=== Action item ===
Keyword search on "building": report each line of the records that contains it.

Supplied material: Begin

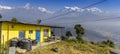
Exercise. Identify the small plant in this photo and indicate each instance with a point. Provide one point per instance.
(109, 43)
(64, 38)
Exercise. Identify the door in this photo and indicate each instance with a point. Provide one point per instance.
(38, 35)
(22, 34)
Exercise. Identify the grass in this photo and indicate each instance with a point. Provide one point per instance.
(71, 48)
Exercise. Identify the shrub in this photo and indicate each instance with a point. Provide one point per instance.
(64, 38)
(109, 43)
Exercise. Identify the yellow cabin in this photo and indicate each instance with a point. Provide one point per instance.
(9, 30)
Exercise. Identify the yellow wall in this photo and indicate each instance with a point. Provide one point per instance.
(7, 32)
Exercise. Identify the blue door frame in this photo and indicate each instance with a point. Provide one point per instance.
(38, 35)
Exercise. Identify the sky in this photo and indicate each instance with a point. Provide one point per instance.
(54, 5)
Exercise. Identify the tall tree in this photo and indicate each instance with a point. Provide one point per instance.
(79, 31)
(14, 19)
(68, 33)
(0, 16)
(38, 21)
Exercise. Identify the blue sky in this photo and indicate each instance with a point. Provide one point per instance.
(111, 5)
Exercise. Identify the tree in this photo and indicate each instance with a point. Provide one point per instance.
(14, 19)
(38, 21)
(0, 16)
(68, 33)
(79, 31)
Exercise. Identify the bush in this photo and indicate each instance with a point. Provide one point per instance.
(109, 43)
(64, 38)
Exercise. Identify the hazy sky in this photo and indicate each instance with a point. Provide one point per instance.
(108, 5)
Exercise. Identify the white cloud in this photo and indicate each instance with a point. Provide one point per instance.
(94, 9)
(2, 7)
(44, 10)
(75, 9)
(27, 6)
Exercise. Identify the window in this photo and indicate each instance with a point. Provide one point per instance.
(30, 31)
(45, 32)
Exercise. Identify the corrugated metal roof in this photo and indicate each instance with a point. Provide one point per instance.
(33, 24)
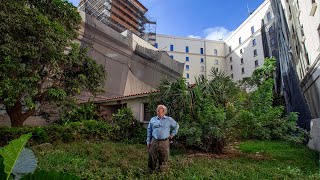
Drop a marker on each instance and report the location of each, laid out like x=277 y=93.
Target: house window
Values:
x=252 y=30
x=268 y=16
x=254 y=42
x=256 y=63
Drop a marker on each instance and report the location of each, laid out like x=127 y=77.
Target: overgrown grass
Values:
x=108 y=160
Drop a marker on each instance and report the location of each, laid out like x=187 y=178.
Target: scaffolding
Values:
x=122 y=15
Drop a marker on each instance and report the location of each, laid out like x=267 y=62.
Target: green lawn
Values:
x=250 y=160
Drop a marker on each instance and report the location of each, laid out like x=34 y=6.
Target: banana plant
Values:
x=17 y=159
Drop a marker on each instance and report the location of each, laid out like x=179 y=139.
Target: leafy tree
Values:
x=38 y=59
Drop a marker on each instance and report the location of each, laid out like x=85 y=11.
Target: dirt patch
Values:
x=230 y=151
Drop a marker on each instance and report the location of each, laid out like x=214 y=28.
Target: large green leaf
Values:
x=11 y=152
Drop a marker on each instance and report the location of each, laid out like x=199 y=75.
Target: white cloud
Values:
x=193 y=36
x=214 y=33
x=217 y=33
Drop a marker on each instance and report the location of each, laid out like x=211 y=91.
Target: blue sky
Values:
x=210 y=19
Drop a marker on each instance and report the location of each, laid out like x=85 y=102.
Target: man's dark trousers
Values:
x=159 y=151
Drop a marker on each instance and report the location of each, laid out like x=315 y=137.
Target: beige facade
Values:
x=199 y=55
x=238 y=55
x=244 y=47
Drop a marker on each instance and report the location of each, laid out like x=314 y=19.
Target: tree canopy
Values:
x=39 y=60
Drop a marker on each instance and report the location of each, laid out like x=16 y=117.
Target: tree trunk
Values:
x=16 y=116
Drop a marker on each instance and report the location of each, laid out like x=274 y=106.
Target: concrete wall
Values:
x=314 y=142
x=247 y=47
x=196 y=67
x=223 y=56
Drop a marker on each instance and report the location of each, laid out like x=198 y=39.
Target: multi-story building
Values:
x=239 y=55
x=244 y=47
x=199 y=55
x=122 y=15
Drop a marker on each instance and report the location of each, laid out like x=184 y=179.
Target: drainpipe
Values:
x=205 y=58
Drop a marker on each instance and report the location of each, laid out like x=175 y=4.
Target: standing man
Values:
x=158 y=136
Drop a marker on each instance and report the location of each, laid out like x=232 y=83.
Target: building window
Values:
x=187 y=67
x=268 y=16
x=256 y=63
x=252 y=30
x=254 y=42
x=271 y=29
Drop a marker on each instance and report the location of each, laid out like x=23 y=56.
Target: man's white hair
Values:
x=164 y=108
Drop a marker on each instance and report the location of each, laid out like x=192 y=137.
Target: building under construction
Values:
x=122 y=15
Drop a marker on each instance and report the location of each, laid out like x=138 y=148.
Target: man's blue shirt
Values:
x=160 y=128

Supplied material: End
Supplied material: Begin

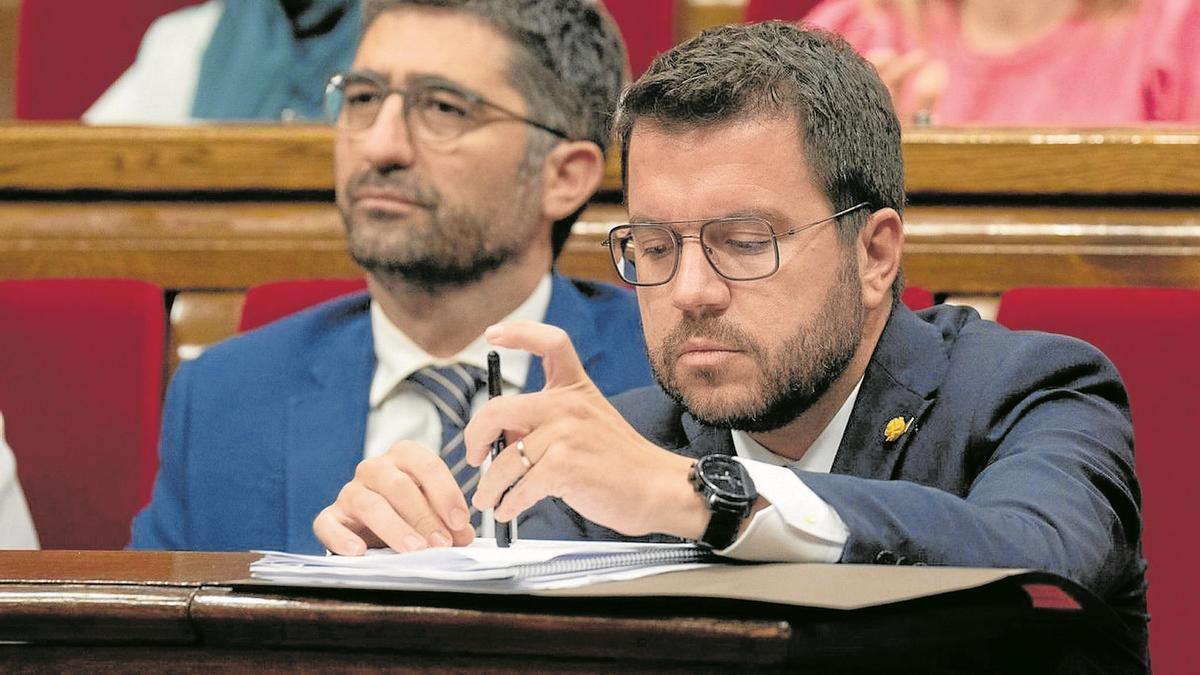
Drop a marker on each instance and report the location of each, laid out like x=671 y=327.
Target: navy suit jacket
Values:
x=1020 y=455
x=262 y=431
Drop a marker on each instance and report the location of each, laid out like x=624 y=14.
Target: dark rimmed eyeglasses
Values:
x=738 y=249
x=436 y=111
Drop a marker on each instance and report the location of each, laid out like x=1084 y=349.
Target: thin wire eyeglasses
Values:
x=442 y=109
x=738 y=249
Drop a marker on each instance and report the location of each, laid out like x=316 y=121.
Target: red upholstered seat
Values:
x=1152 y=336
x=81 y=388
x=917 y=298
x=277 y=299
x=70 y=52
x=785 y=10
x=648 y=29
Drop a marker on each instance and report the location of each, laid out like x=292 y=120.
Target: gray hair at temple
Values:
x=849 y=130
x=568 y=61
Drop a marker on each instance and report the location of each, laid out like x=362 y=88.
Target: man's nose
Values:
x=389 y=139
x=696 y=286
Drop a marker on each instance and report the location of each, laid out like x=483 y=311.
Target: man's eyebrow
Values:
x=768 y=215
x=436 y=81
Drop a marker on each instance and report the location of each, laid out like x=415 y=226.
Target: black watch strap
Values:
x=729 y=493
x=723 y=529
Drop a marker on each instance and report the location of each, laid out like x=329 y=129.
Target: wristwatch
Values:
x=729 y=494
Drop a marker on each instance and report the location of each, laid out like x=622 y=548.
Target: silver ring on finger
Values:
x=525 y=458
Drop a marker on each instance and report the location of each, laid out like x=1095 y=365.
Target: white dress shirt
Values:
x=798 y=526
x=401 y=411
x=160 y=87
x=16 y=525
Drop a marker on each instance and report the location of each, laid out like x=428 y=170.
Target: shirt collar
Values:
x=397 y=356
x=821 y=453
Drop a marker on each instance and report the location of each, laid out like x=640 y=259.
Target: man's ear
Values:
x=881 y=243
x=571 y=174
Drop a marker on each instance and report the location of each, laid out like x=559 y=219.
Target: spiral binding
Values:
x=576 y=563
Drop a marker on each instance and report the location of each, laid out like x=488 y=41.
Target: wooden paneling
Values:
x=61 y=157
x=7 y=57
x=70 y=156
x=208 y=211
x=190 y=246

Supplied material: End

=== Response ===
Target: multi-story building
Target: building window
Target: building under construction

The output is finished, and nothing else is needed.